> [Description of the task] Retype all of the lines below with no changes.

──────────────────────────────

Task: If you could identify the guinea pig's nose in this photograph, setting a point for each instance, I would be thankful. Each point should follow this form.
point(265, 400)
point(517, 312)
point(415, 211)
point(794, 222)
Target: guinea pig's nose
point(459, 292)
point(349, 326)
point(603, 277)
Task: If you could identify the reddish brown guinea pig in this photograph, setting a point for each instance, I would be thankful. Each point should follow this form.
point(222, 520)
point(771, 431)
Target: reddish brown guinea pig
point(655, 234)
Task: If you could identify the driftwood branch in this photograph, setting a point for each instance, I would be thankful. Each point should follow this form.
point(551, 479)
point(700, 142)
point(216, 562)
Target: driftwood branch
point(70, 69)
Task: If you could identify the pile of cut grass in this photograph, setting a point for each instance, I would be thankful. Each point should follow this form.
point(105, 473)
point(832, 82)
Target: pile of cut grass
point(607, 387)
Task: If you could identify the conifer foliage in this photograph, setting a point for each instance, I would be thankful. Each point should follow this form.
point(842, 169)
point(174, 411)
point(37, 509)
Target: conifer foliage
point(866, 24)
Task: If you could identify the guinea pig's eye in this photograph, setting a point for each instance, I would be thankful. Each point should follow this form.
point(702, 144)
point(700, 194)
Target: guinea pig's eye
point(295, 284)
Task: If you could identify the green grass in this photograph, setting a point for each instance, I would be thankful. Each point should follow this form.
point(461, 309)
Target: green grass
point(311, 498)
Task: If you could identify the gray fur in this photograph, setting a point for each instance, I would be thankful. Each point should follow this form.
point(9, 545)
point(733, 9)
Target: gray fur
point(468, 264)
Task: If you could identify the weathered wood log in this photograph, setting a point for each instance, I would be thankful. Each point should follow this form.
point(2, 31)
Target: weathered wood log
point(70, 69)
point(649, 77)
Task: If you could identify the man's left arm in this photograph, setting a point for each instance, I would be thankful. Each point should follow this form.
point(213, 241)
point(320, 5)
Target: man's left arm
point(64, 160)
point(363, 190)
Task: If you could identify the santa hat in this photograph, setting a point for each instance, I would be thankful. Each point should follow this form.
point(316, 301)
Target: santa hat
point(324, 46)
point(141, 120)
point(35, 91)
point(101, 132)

──────────────────────────────

> [Problem solution]
Task: If you could identify the guinea pig's nose in this photograph, setting a point for each instance, I would be thankful. Each point should follow this form.
point(265, 400)
point(517, 312)
point(415, 211)
point(794, 222)
Target: guinea pig's nose
point(459, 292)
point(349, 326)
point(603, 277)
Task: If you could identify the reddish brown guinea pig in this photograph, setting a point for each instance, I would be thankful. Each point should follow this form.
point(222, 520)
point(771, 431)
Target: reddish brown guinea pig
point(655, 234)
Task: If you could identify the driftwood branch in this photograph, setting a point for each instance, I would be thankful. Each point should follow this form.
point(551, 479)
point(700, 142)
point(216, 562)
Target: driftwood branch
point(70, 69)
Task: If you could identify the pile of cut grass in this photograph, setting a point for each instance, I would be thankful. Each point should follow this form.
point(105, 473)
point(832, 82)
Target: pile of cut grass
point(607, 387)
Task: If you could identify the conifer foliage in this photograph, setting a point for each instance, I would be thankful. Each point should follow this form.
point(842, 169)
point(174, 411)
point(37, 509)
Target: conifer foliage
point(866, 24)
Task: If you could identify the guinea pig's eye in this photograph, setting a point for each instance, I would be thankful. Each point should follow this form.
point(702, 144)
point(700, 194)
Target: guinea pig's eye
point(295, 284)
Task: If you could identify the green grass in this photograph, setting a point for each instance, I would be thankful. Each point should follow this form.
point(461, 309)
Target: green grass
point(311, 498)
Task: If you could identify the gray fur in this photograph, setting a point for each instance, I would be thankful. Each point should follow this form.
point(9, 545)
point(733, 9)
Target: gray fur
point(468, 264)
Task: If you could identify the weathered wood log in this photograph, setting a point for each instance, I would be thankful. Each point should follow this form.
point(2, 31)
Target: weathered wood log
point(70, 69)
point(649, 77)
Task: If you could identify the man's left arm in this photograph, setting a point for each instance, I would be thankful. Each point should follow this form.
point(213, 241)
point(320, 5)
Target: man's left arm
point(64, 160)
point(363, 190)
Task: If you could identify the santa hat in this photograph, setting a point for each instance, I would be thankful. Each point should follow this form.
point(316, 301)
Target: santa hat
point(324, 46)
point(141, 120)
point(35, 91)
point(101, 132)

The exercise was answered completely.